Jill Mahoney
Leadbury, Ont. — Globe and Mail Update and The Canadian Press
A provincial police officer has been rushed to hospital after being shot in a standoff in southwestern Ontario.
OPP spokesman Sergeant Pierre Chamberlain said the shooting happened about 10:20 a.m. Monday as the male officer, who has not yet been identified, responded to a call. The officer is part of the force's Huron County detachment.
“I'm not sure how, or what, or why, or where, but there was a shooting. The officer was transported to hospital via air ambulance,” he said.
CTV reports the officer, who has 20 years experience, was in surgery with a head injury at a London, Ont., hospital. However, Sgt. Chamberlain would not confirm the policeman's injuries or condition.
The shooting occurred as part of a “standoff” with a man, according to Monica Hudon, a spokeswoman for the Special Investigations Unit. She said the man was wounded and taken to Victoria Hospital in London, which is part of the London Health Sciences Centre, for treatment.
The SIU, a provincial agency that examines all death or serious injuries involving police and civilians, has assigned nine investigators to the case.
Helicopter ambulance service Ornge said it airlifted two people to the London Health Sciences Centre. One was picked up near the scene of the shootout while the other was transported from Seaforth Community Hospital, where the patient was stabilized.

DATASET ENTRIES:
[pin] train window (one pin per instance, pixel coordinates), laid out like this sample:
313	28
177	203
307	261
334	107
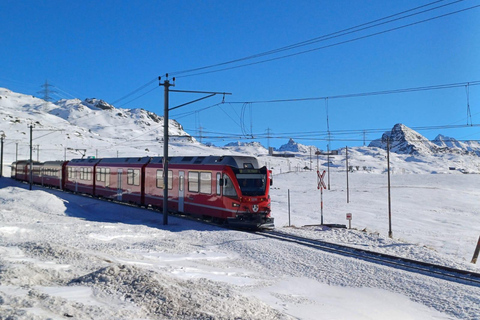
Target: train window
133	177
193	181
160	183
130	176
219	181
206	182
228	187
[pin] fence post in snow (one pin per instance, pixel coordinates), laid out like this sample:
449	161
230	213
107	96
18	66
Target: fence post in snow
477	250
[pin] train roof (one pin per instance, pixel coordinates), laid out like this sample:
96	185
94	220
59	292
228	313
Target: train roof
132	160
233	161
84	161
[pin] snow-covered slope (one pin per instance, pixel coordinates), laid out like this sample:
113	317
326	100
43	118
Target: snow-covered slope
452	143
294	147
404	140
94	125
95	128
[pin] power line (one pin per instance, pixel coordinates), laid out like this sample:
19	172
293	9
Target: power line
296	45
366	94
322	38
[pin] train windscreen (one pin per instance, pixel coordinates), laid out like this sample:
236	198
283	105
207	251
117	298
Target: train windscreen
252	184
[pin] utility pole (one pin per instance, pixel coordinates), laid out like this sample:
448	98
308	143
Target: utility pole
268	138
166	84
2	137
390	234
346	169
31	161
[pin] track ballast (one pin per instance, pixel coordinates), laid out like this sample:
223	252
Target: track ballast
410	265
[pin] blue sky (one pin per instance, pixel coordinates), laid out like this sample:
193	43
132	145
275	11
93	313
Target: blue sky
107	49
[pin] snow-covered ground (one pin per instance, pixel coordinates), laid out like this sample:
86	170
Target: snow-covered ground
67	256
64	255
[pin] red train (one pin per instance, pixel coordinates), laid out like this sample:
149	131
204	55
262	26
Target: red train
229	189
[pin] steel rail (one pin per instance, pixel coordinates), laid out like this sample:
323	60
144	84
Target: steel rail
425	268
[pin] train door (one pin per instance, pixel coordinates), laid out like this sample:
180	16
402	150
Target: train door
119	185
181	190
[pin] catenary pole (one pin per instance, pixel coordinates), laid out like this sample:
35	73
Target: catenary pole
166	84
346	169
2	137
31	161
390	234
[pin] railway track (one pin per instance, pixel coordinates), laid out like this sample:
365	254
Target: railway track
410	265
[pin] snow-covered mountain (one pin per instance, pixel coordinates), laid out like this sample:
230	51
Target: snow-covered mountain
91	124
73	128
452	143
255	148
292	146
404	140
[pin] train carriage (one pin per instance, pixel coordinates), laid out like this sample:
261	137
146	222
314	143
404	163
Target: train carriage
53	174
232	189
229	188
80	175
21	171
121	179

...

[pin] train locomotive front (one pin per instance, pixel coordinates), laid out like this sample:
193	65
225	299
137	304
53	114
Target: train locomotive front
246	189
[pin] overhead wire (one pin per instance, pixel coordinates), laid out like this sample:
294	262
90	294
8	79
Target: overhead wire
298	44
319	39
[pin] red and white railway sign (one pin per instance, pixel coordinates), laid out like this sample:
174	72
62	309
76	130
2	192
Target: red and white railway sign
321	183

EXERCISE SET:
1 > In the article about the police shooting, how many investigators did the Special Investigations Unit assign to the case?
2 > List every hospital or health center that the article about the police shooting mentions by name.
3 > Extend the article about the police shooting with a further paragraph that follows on from its final sentence.
The rows come from a separate source and have no connection to the article about the police shooting.

EXPECTED RESULTS:
1 > Nine investigators.

2 > Victoria Hospital, London Health Sciences Centre, Seaforth Community Hospital

3 >
Ontario Provincial Police Commissioner Julian Fantino was seen getting into a helicopter at a small airport north of Toronto following the shooting. He is expected to address the media at 3 p.m. ET from the OPP's London offices.
Eyewitnesses say 15 to 20 shots were exchanged between the officer and a suspect near the small community of Winthrop, about an hour-and-a-half north of London.
Faith Weber, of nearby Brussels, Ont., told radio station CKNX she saw the officer and a suspect exchanging gunfire from opposite sides of the road.
“The guy [was] laying in the ditch and the police officer was on the other side of the road in the ditch but he was standing up and they were both shooting back and forth at each other,” Ms. Weber said.
“When I was there, there was probably about five, six shots that already went off, and then we had to move back farther and then there was more shots going off”.
Ms. Weber said more police arrived and the gunfire ended.